• [Data to process]:

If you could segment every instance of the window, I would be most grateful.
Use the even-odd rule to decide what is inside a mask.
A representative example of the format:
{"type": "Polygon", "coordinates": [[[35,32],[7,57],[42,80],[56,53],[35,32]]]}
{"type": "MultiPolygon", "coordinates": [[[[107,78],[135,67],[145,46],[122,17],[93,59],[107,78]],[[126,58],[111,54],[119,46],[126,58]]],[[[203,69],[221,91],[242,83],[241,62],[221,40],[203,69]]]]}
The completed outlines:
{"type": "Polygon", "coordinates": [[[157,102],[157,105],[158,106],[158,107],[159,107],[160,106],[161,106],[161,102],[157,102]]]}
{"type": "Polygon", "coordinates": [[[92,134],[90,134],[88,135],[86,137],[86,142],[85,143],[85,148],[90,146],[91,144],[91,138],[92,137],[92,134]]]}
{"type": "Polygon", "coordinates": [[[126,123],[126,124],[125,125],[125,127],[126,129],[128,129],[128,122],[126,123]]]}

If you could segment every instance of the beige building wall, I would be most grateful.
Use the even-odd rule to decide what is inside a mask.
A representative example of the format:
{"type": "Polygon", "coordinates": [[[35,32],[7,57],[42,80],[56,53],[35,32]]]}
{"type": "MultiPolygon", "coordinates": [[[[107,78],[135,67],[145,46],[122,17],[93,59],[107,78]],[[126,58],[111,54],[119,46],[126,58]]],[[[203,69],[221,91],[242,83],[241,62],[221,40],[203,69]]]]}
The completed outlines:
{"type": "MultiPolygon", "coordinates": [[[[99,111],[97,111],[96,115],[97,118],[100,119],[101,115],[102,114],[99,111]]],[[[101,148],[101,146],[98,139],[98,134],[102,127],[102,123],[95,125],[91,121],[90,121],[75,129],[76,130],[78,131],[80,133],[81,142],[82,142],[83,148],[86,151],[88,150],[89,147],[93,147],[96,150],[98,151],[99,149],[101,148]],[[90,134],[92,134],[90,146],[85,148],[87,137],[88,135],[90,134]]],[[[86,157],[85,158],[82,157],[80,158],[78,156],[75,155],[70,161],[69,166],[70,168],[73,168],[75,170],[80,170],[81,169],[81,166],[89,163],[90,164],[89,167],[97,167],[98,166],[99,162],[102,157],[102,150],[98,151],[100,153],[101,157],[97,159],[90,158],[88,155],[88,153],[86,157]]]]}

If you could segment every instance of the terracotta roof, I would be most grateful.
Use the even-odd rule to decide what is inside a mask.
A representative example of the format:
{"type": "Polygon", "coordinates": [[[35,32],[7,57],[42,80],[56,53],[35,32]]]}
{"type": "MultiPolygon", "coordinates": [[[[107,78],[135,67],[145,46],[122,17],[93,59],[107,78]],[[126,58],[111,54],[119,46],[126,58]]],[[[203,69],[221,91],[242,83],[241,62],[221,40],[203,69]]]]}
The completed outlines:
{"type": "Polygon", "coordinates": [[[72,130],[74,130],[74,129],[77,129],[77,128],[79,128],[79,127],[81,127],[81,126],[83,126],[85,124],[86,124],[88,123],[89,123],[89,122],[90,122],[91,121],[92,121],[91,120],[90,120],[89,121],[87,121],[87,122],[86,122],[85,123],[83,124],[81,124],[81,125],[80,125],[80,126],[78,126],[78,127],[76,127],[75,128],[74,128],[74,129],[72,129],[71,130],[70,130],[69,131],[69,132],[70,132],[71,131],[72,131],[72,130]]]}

--

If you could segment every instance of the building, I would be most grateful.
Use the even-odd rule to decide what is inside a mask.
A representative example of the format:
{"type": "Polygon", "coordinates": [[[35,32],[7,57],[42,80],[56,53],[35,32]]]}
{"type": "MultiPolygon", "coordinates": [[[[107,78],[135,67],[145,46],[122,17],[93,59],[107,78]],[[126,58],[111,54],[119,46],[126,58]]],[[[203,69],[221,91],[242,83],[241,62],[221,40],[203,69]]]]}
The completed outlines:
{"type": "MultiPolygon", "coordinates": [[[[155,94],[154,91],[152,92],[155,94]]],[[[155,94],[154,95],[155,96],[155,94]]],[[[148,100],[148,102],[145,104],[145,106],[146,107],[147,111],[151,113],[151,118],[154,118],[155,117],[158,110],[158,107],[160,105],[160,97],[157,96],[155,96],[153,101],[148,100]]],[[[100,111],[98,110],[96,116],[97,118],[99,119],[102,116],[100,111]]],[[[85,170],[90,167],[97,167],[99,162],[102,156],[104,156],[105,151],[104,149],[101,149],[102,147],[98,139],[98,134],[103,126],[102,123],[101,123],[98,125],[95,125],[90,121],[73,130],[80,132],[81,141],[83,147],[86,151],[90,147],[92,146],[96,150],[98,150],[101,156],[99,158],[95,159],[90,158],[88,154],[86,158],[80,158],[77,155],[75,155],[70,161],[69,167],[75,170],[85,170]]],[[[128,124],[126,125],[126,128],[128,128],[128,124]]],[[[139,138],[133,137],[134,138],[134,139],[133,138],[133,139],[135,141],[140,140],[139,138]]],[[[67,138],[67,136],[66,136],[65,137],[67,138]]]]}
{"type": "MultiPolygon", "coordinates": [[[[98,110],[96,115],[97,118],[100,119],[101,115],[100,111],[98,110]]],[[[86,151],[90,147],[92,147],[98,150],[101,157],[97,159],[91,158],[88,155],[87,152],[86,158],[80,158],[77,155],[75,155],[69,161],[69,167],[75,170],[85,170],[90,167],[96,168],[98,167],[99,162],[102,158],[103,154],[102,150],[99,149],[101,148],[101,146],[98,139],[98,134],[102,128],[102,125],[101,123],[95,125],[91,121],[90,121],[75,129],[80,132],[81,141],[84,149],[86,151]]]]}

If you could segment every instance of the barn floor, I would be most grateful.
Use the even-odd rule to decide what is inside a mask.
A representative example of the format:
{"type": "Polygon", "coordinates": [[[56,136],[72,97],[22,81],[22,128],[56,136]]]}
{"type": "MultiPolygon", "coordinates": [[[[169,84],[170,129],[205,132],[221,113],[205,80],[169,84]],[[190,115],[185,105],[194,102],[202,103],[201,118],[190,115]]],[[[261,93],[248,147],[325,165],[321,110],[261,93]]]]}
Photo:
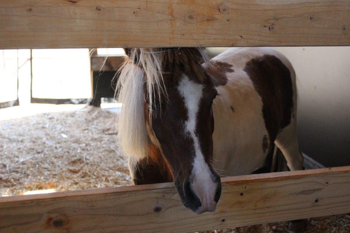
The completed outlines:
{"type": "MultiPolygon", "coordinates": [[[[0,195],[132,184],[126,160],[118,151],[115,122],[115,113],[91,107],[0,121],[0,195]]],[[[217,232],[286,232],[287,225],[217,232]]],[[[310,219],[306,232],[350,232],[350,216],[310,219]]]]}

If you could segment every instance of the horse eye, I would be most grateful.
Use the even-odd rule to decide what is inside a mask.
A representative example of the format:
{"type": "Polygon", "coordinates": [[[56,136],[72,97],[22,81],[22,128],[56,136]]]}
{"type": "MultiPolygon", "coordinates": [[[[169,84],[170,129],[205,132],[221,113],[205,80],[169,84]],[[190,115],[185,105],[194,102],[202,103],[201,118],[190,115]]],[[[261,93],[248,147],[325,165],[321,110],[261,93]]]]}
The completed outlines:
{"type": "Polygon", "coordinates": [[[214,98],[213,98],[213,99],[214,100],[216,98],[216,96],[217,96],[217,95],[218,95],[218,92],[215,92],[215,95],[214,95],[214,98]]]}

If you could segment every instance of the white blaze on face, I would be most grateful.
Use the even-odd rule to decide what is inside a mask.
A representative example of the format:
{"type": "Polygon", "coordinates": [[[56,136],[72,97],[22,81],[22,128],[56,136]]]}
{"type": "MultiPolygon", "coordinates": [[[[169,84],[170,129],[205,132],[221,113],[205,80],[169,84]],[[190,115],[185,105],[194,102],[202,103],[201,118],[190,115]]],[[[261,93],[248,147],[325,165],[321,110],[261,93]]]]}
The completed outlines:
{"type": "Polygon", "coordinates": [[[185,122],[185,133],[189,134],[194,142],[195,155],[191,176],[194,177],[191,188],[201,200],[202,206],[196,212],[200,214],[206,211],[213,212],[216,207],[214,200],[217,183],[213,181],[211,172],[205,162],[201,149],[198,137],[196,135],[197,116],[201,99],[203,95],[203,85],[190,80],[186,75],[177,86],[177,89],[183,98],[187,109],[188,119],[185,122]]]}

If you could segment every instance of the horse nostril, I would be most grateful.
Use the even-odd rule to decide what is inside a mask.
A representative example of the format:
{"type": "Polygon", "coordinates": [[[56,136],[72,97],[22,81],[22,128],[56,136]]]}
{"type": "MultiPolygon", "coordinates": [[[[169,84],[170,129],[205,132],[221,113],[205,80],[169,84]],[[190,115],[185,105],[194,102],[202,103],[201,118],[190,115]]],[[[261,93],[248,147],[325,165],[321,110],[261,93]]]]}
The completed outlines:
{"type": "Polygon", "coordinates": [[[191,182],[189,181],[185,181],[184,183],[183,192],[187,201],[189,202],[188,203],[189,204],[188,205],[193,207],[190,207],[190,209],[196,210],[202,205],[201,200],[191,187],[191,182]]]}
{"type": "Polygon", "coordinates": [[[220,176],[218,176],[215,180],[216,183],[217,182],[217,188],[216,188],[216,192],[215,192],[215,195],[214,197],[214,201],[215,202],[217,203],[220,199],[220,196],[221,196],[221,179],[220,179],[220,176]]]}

• [Given request]: Gather every line of the data above that contains the word "grateful", and copy each one in full.

• [Response to this exercise]:
If you could segment every instance of the window, I would be most grateful.
If you could segment every instance of the beige building wall, I would be most grateful.
If you could segment every instance of the terracotta roof, I would be most grateful.
If you could segment every instance of the building, I would be most grateful.
If you could segment every instance of the barn floor, I would be most grateful.
If you could segment every instance of the horse eye, I would be most grateful.
If you could segment every instance of the white blaze on face, I would be most grateful.
If you could segment every instance of the horse nostril, I would be most grateful.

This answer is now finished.